:: Task brief ::
Each record must be returned exactly, apart from the pictures, which stay out.

START Input data

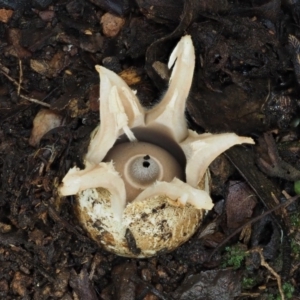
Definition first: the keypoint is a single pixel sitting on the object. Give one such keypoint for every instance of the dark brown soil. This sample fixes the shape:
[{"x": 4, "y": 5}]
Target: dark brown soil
[{"x": 246, "y": 81}]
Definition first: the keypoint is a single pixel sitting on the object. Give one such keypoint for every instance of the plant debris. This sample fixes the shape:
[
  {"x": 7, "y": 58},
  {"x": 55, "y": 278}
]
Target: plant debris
[{"x": 246, "y": 81}]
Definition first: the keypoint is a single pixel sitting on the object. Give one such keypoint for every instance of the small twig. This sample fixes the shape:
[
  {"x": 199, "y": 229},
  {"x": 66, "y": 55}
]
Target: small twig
[
  {"x": 149, "y": 287},
  {"x": 20, "y": 77},
  {"x": 282, "y": 205},
  {"x": 35, "y": 101},
  {"x": 19, "y": 87},
  {"x": 270, "y": 269}
]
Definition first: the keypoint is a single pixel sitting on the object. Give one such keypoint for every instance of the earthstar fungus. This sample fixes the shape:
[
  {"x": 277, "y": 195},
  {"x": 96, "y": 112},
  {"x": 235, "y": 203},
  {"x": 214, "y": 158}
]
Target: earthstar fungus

END Input data

:: Written answer ::
Definition first: the keypoint is a single pixel sitting on the object. Give one such keypoint for every instance of the dark brown soil. This sample fixes the shape:
[{"x": 4, "y": 5}]
Target: dark brown soil
[{"x": 246, "y": 81}]
Definition first: the keypoint is a single pixel sitting on the object. Give one such keypoint for every instance of the plant debris. This sample fixes the shape:
[
  {"x": 7, "y": 58},
  {"x": 55, "y": 278}
]
Target: plant debris
[{"x": 246, "y": 81}]
Definition first: the keypoint is a single pixel sitting on the object. Give one such keypoint for every instance of the small twig. This sample fixes the shape:
[
  {"x": 199, "y": 229},
  {"x": 66, "y": 55}
]
Target: small twig
[
  {"x": 149, "y": 287},
  {"x": 20, "y": 77},
  {"x": 282, "y": 205},
  {"x": 35, "y": 101},
  {"x": 19, "y": 87},
  {"x": 270, "y": 269}
]
Definition first: the keypoint is a single pixel sitting on the object. Give one such keypoint for every instance of the earthstar fungus. This sample fixes the shape:
[
  {"x": 277, "y": 195},
  {"x": 96, "y": 112},
  {"x": 235, "y": 203},
  {"x": 214, "y": 158}
]
Target: earthstar fungus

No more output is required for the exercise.